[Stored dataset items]
....................
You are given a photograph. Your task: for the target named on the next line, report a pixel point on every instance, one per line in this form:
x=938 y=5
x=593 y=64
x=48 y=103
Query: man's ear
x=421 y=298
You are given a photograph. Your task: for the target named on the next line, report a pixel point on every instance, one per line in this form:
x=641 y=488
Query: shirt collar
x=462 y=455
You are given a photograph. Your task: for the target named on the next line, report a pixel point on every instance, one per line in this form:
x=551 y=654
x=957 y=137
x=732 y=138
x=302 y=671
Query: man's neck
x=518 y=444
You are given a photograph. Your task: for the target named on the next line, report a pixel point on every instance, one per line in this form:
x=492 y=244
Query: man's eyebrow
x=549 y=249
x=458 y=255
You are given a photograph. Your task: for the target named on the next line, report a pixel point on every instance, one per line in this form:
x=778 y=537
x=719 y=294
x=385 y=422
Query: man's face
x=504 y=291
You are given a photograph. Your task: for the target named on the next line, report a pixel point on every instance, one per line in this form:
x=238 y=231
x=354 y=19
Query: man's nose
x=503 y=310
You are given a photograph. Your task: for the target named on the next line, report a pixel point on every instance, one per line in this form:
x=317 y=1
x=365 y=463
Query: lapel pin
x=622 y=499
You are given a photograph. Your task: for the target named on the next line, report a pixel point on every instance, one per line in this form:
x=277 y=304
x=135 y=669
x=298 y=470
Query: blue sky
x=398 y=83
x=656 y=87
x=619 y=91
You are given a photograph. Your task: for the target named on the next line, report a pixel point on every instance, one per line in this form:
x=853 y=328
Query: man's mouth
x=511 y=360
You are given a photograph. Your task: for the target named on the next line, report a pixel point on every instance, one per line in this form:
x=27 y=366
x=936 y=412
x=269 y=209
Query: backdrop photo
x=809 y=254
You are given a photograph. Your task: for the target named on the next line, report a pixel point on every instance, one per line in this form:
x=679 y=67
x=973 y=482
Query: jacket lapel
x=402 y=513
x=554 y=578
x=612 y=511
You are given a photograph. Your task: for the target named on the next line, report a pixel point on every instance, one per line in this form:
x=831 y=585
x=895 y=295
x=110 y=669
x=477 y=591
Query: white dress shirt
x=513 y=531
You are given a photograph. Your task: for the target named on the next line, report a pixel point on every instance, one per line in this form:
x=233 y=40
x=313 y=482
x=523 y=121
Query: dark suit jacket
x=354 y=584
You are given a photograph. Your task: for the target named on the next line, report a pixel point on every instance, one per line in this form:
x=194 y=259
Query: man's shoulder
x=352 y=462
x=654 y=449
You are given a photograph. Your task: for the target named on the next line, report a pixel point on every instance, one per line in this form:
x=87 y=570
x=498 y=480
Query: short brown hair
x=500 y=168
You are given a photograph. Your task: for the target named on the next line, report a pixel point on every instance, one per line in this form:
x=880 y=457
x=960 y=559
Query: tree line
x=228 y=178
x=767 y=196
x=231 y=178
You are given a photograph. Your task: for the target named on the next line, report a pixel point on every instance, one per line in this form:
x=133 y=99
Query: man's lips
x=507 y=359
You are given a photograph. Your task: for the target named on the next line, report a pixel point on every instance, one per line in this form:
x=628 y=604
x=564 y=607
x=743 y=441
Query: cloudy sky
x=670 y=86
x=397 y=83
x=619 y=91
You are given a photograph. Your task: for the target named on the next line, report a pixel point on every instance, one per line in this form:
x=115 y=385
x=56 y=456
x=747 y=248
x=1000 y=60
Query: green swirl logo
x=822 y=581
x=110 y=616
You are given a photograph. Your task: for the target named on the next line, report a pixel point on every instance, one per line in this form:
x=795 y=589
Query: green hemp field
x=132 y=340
....................
## Task
Copy everything from the start of the records through the line that contains "x=458 y=255", and shift every coordinate in the answers by -57. Leave all other lines unchanged.

## The solution
You are given a photograph. Your task: for the target named on the next line, report a pixel point on every instance, one per line in this form:
x=938 y=5
x=593 y=64
x=48 y=103
Query: man's ear
x=364 y=241
You are given a photograph. Your task: for the target named on the next line, report a pixel point on every instance, one per line in this form:
x=641 y=488
Query: shirt collar
x=405 y=398
You are given a photograph. Your task: for the target named on the next line, report a pixel point on every instance, one per line in this form:
x=551 y=654
x=957 y=137
x=732 y=138
x=302 y=671
Query: man's neck
x=461 y=387
You are given a photograph. Your task: for the target named on the next line, report a pixel point on every instance, one per line in this form:
x=492 y=244
Query: man's eyebrow
x=492 y=192
x=401 y=198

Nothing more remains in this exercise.